> [Esercizio assegnato]: Ricopia parola per parola la parte del brano sul fascismo che si apre con le parole contenenti "A maggio 1921" e si chiude con "cui Mussolini aderì.".

> [Brano fornito]:
-=-=-=-=-
Quando dopo il 1920 il fascismo cominciò a svilupparsi, aumentarono molto gli iscritti. Ma questi ultimi provenivano in gran parte dalla borghesia agraria, notoriamente conservatrice, ed il loro ingresso ne mutò la fisionomia e non si parlò più di espropriazione parziale.

A maggio 1921 la trasformazione era completa: da movimento rinnovatore, repubblicano, anticlassista e anticlericale divenne conservatore, monarchico e parlamentare (con 35 deputati).

Comincia intanto a profilarsi una ’reazione antifascista’. Tra i socialisti, i repubblicani e i sindacalisti si costituiscono gruppi di combattimento e di contrasto.

Il governo Bonomi, preoccupato per una possibile guerra civile, propone un patto di pacificazione cui Mussolini aderì.

Ma non sempre le direttive del capo venivano eseguite ciecamente e la ribellione fascista scoppia là dove il fascismo era nato: la pianura padana.
Il culmine venne raggiunto il 27 ottobre 1921 a mezzanotte con la mobilitazione generale dei Fasci e la marcia su Roma.
-=-=-=-=-
> [Dati forniti]:
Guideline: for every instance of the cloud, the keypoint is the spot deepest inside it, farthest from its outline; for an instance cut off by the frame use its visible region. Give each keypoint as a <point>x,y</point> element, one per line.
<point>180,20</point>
-=-=-=-=-
> [Risposta svolta]:
A maggio 1921 la trasformazione era completa: da movimento rinnovatore, repubblicano, anticlassista e anticlericale divenne conservatore, monarchico e parlamentare (con 35 deputati).

Comincia intanto a profilarsi una ’reazione antifascista’. Tra i socialisti, i repubblicani e i sindacalisti si costituiscono gruppi di combattimento e di contrasto.

Il governo Bonomi, preoccupato per una possibile guerra civile, propone un patto di pacificazione cui Mussolini aderì.